Records supplied:
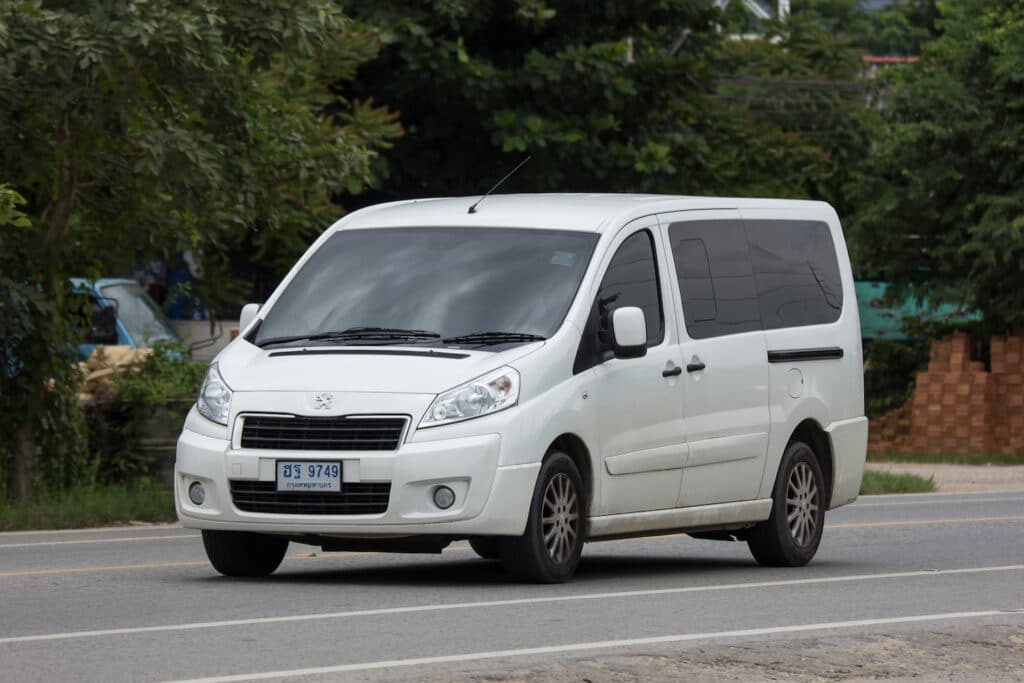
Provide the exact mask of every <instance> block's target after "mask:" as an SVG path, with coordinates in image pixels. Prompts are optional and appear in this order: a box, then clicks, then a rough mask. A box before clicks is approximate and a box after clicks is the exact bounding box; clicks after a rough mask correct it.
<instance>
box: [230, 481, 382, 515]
mask: <svg viewBox="0 0 1024 683" xmlns="http://www.w3.org/2000/svg"><path fill="white" fill-rule="evenodd" d="M230 483H231V501H233V503H234V507H237V508H238V509H239V510H243V511H245V512H268V513H276V514H287V515H378V514H382V513H384V512H385V511H386V510H387V503H388V499H389V498H390V496H391V484H390V482H383V483H342V484H341V490H340V492H328V493H312V492H279V490H278V489H276V488H278V484H276V482H275V481H231V482H230Z"/></svg>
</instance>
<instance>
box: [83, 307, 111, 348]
mask: <svg viewBox="0 0 1024 683" xmlns="http://www.w3.org/2000/svg"><path fill="white" fill-rule="evenodd" d="M85 341H86V342H87V343H89V344H117V343H118V309H117V308H116V307H115V306H96V307H95V308H94V309H93V311H92V315H91V316H90V318H89V333H88V334H87V335H86V336H85Z"/></svg>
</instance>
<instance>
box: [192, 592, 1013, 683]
mask: <svg viewBox="0 0 1024 683" xmlns="http://www.w3.org/2000/svg"><path fill="white" fill-rule="evenodd" d="M1007 614H1015V615H1019V614H1016V613H1015V612H1012V611H1004V610H999V609H986V610H980V611H972V612H943V613H937V614H915V615H912V616H889V617H882V618H863V620H853V621H849V622H821V623H818V624H798V625H794V626H772V627H764V628H759V629H739V630H736V631H713V632H709V633H686V634H681V635H673V636H651V637H648V638H628V639H622V640H598V641H592V642H588V643H569V644H565V645H547V646H544V647H523V648H519V649H513V650H490V651H482V652H467V653H465V654H442V655H438V656H430V657H413V658H409V659H383V660H378V661H362V663H359V664H343V665H337V666H333V667H310V668H307V669H290V670H282V671H268V672H260V673H252V674H237V675H232V676H211V677H209V678H194V679H188V680H181V681H177V682H176V683H234V682H236V681H258V680H266V679H270V678H295V677H299V676H323V675H325V674H343V673H351V672H357V671H374V670H381V669H396V668H398V667H417V666H421V667H422V666H429V665H438V664H456V663H463V661H478V660H480V659H498V658H505V657H521V656H529V655H538V654H559V653H564V652H581V651H586V650H604V649H613V648H622V647H636V646H639V645H663V644H667V643H685V642H690V641H695V640H702V641H707V640H723V639H727V638H750V637H755V636H773V635H778V634H790V633H807V632H820V631H838V630H842V629H859V628H865V627H878V626H890V625H896V624H915V623H921V622H944V621H952V620H966V618H982V617H986V616H1002V615H1007Z"/></svg>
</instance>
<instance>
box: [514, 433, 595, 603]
mask: <svg viewBox="0 0 1024 683" xmlns="http://www.w3.org/2000/svg"><path fill="white" fill-rule="evenodd" d="M586 510H587V506H586V500H585V498H584V487H583V478H582V477H581V476H580V470H578V469H577V466H575V463H573V462H572V460H571V459H570V458H569V457H568V456H566V455H565V454H564V453H561V452H558V451H553V452H551V453H549V454H548V457H547V458H546V459H545V461H544V464H543V465H542V466H541V471H540V473H539V474H538V476H537V484H536V485H535V486H534V499H532V502H531V503H530V507H529V518H528V519H527V521H526V530H525V531H524V532H523V535H522V536H521V537H517V538H514V539H508V540H505V541H503V542H502V549H501V555H502V560H503V561H504V563H505V568H506V569H507V570H508V572H509V574H511V575H512V577H515V578H517V579H525V580H528V581H536V582H540V583H545V584H558V583H561V582H564V581H567V580H568V579H570V578H571V577H572V574H573V572H575V568H577V565H578V564H579V563H580V554H581V553H582V552H583V543H584V540H585V539H584V533H585V528H586Z"/></svg>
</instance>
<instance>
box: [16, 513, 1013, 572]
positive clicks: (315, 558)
mask: <svg viewBox="0 0 1024 683" xmlns="http://www.w3.org/2000/svg"><path fill="white" fill-rule="evenodd" d="M1008 521H1024V515H1009V516H1002V517H951V518H945V519H906V520H902V521H883V522H852V523H849V524H825V528H871V527H880V526H922V525H927V524H968V523H982V522H1008ZM672 536H680V537H682V536H686V535H685V533H679V535H672ZM672 536H662V537H652V538H663V539H666V538H672ZM467 550H469V549H468V548H466V547H464V546H457V547H455V548H447V549H446V550H445V551H444V552H465V551H467ZM380 554H382V553H375V552H358V553H342V554H339V555H338V556H339V557H359V556H366V555H380ZM288 557H289V558H290V559H316V558H323V557H326V555H323V554H313V553H309V552H305V553H297V554H294V555H289V556H288ZM207 565H209V562H207V561H205V560H197V561H193V562H152V563H146V564H111V565H106V566H92V567H68V568H59V569H25V570H20V571H0V578H8V577H44V575H53V574H63V573H87V572H90V571H125V570H129V569H161V568H167V567H191V566H207Z"/></svg>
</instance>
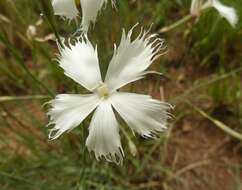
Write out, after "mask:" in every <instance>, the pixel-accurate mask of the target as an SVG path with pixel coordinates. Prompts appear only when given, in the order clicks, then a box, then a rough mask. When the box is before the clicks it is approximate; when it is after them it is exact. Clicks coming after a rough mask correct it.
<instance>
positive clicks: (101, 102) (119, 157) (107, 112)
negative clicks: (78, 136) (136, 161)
mask: <svg viewBox="0 0 242 190" xmlns="http://www.w3.org/2000/svg"><path fill="white" fill-rule="evenodd" d="M86 146H87V148H88V150H89V151H94V153H95V157H96V159H97V160H99V159H100V158H101V157H102V156H103V157H105V158H106V160H107V161H110V162H116V163H122V161H123V150H122V146H121V142H120V136H119V128H118V122H117V120H116V118H115V115H114V112H113V109H112V106H111V103H110V102H108V100H104V101H102V102H101V104H100V105H99V106H98V108H97V109H96V111H95V113H94V116H93V118H92V121H91V124H90V127H89V136H88V138H87V141H86Z"/></svg>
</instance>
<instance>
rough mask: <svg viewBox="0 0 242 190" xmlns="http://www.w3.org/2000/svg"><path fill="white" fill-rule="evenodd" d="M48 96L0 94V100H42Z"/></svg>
mask: <svg viewBox="0 0 242 190" xmlns="http://www.w3.org/2000/svg"><path fill="white" fill-rule="evenodd" d="M48 98H50V96H45V95H36V96H0V102H9V101H19V100H42V99H48Z"/></svg>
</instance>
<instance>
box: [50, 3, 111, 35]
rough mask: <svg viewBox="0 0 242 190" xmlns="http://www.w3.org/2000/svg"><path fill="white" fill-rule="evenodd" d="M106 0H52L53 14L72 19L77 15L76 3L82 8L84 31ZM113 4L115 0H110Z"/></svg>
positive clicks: (85, 31) (78, 12) (82, 26)
mask: <svg viewBox="0 0 242 190" xmlns="http://www.w3.org/2000/svg"><path fill="white" fill-rule="evenodd" d="M107 1H108V0H52V6H53V9H54V13H55V15H60V16H64V17H66V18H68V19H74V18H76V17H77V16H78V15H79V11H78V7H77V5H80V7H81V9H82V23H81V28H82V30H83V31H84V32H87V31H88V28H89V25H90V23H91V22H92V23H95V21H96V18H97V15H98V12H99V11H100V10H101V8H102V7H103V6H104V4H106V3H107ZM111 2H112V4H113V5H114V3H115V1H114V0H111Z"/></svg>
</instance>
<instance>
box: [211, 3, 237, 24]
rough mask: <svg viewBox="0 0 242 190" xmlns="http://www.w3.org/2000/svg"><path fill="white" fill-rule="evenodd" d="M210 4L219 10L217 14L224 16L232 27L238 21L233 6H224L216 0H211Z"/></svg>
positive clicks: (222, 16) (236, 15) (217, 10)
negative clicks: (232, 7)
mask: <svg viewBox="0 0 242 190" xmlns="http://www.w3.org/2000/svg"><path fill="white" fill-rule="evenodd" d="M212 6H213V7H214V8H215V9H216V10H217V11H218V12H219V14H220V15H221V16H222V17H224V18H226V19H227V21H228V22H229V23H230V24H231V26H232V27H235V25H236V24H237V23H238V16H237V14H236V11H235V9H234V8H232V7H229V6H225V5H224V4H222V3H221V2H219V1H218V0H212Z"/></svg>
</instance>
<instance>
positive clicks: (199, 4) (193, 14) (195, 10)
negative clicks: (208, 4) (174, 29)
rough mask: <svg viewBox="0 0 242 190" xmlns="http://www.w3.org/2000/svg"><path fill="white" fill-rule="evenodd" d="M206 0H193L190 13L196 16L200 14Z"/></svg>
mask: <svg viewBox="0 0 242 190" xmlns="http://www.w3.org/2000/svg"><path fill="white" fill-rule="evenodd" d="M203 3H204V0H192V4H191V8H190V13H191V14H192V15H195V16H199V14H200V12H201V10H202V5H203Z"/></svg>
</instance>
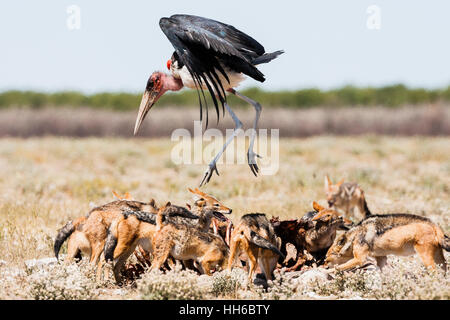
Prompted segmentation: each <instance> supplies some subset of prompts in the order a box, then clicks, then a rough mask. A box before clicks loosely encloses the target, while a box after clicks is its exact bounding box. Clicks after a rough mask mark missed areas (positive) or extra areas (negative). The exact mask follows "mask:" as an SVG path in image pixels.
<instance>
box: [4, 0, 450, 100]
mask: <svg viewBox="0 0 450 320" xmlns="http://www.w3.org/2000/svg"><path fill="white" fill-rule="evenodd" d="M70 5H77V6H78V7H79V8H80V10H81V15H80V17H81V28H80V29H79V30H69V28H68V27H67V19H68V17H69V14H68V13H67V11H66V10H67V8H68V7H69V6H70ZM370 5H377V6H378V8H380V9H381V16H380V18H381V19H380V22H381V24H380V26H381V29H379V30H370V29H369V28H368V27H367V24H366V23H367V19H368V17H369V14H368V13H367V12H366V11H367V8H368V7H369V6H370ZM175 13H186V14H195V15H199V16H204V17H208V18H212V19H215V20H219V21H222V22H225V23H228V24H231V25H234V26H235V27H236V28H238V29H240V30H241V31H244V32H246V33H248V34H249V35H251V36H252V37H254V38H255V39H256V40H258V41H259V42H261V44H262V45H263V46H264V47H265V48H266V51H268V52H271V51H275V50H279V49H284V50H285V51H286V53H285V54H284V55H282V56H280V57H279V58H278V59H276V60H274V61H272V62H271V63H270V64H267V65H263V66H260V67H259V68H260V69H261V71H262V72H263V73H264V74H265V75H266V77H267V80H266V82H265V83H264V84H260V83H259V82H256V81H254V80H248V81H246V82H245V83H244V84H243V87H248V86H255V85H258V86H260V87H262V88H265V89H268V90H278V89H289V90H292V89H301V88H309V87H317V88H321V89H330V88H336V87H340V86H343V85H346V84H352V85H356V86H368V85H370V86H383V85H389V84H393V83H404V84H406V85H408V86H412V87H426V88H442V87H446V86H448V85H450V62H449V57H450V1H446V0H442V1H436V0H434V1H433V0H430V1H412V0H395V1H394V0H384V1H381V0H371V1H366V0H345V1H344V0H343V1H336V0H327V1H325V0H323V1H320V0H314V1H311V0H308V1H285V0H277V1H273V0H271V1H266V0H259V1H243V0H239V1H236V0H227V1H211V0H209V1H204V0H202V1H200V0H198V1H196V0H189V1H188V0H168V1H137V0H129V1H106V0H99V1H93V0H83V1H81V0H71V1H66V0H59V1H55V0H53V1H52V0H40V1H32V0H30V1H24V0H14V1H2V2H1V3H0V39H1V40H0V41H1V47H0V91H3V90H9V89H20V90H24V89H32V90H45V91H58V90H80V91H83V92H86V93H94V92H99V91H130V92H141V91H142V90H143V89H144V87H145V84H146V81H147V78H148V76H149V75H150V74H151V73H152V72H153V71H154V70H163V71H166V68H165V66H166V61H167V60H168V59H169V58H170V56H171V55H172V52H173V47H172V46H171V44H170V42H169V41H168V40H167V38H166V37H165V36H164V34H163V33H162V31H161V29H160V28H159V25H158V22H159V19H160V18H161V17H163V16H170V15H172V14H175Z"/></svg>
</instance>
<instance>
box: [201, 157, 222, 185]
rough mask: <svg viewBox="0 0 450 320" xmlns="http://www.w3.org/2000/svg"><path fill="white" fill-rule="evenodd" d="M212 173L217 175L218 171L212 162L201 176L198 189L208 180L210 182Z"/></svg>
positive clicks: (218, 173)
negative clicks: (216, 173)
mask: <svg viewBox="0 0 450 320" xmlns="http://www.w3.org/2000/svg"><path fill="white" fill-rule="evenodd" d="M214 171H215V172H216V173H217V175H219V171H218V170H217V167H216V163H215V162H214V161H213V162H211V163H210V164H209V165H208V169H206V171H205V174H204V175H203V179H202V182H200V187H201V186H203V185H205V184H207V183H208V182H209V180H211V177H212V174H213V173H214Z"/></svg>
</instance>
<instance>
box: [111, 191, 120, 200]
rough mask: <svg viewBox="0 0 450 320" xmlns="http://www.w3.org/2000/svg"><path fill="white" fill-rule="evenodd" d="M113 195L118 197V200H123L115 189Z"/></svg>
mask: <svg viewBox="0 0 450 320" xmlns="http://www.w3.org/2000/svg"><path fill="white" fill-rule="evenodd" d="M112 193H113V196H114V197H115V198H116V199H117V200H122V197H121V196H119V194H118V193H117V192H115V191H114V190H113V191H112Z"/></svg>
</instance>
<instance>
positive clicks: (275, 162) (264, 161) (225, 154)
mask: <svg viewBox="0 0 450 320" xmlns="http://www.w3.org/2000/svg"><path fill="white" fill-rule="evenodd" d="M233 132H234V129H227V130H226V134H225V136H224V135H223V133H222V131H220V130H219V129H207V130H205V131H204V132H203V131H202V122H201V121H194V136H193V137H192V135H191V132H190V131H189V130H187V129H184V128H180V129H176V130H174V131H173V133H172V137H171V140H172V141H173V142H178V143H177V144H176V145H175V146H174V147H173V148H172V152H171V160H172V162H173V163H174V164H176V165H181V164H183V165H189V164H205V163H209V162H210V161H211V159H212V158H213V157H214V155H215V154H217V153H218V152H219V151H220V150H222V147H223V144H224V142H225V141H226V140H227V139H228V138H229V137H231V136H232V135H233ZM255 133H256V132H255V130H254V129H248V130H246V131H244V130H242V129H238V131H237V135H236V138H235V139H233V141H232V142H231V143H230V145H229V146H228V148H227V149H226V150H225V153H224V156H225V157H221V158H220V159H219V160H218V161H217V164H224V163H225V164H226V165H234V164H247V147H246V141H247V139H246V138H247V137H248V138H250V137H251V136H252V135H253V134H255ZM205 144H206V145H205ZM254 147H255V150H257V152H256V153H258V155H260V156H261V158H258V166H259V167H260V169H261V171H260V173H261V174H262V175H274V174H276V173H277V172H278V169H279V129H271V130H270V137H269V134H268V130H267V129H259V130H258V134H257V137H256V139H255V145H254ZM224 158H225V159H224Z"/></svg>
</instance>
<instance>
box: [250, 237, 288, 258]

Aim of the exercise: Using the data above, print exactly the lines from the line that contains "173L217 175L218 171L212" through the line that contains "box: [111, 191, 120, 200]", with both included.

Written response:
rough mask: <svg viewBox="0 0 450 320" xmlns="http://www.w3.org/2000/svg"><path fill="white" fill-rule="evenodd" d="M212 173L217 175L218 171L212 162L201 176L198 189L208 180L210 182Z"/></svg>
positive clicks: (218, 173)
negative clicks: (216, 173)
mask: <svg viewBox="0 0 450 320" xmlns="http://www.w3.org/2000/svg"><path fill="white" fill-rule="evenodd" d="M214 171H215V172H216V173H217V175H219V171H218V170H217V167H216V163H215V162H214V161H213V162H211V163H210V164H209V165H208V169H206V171H205V174H204V175H203V179H202V182H200V187H201V186H203V185H205V184H207V183H208V182H209V180H211V177H212V174H213V173H214Z"/></svg>
</instance>
<instance>
box: [111, 191, 120, 200]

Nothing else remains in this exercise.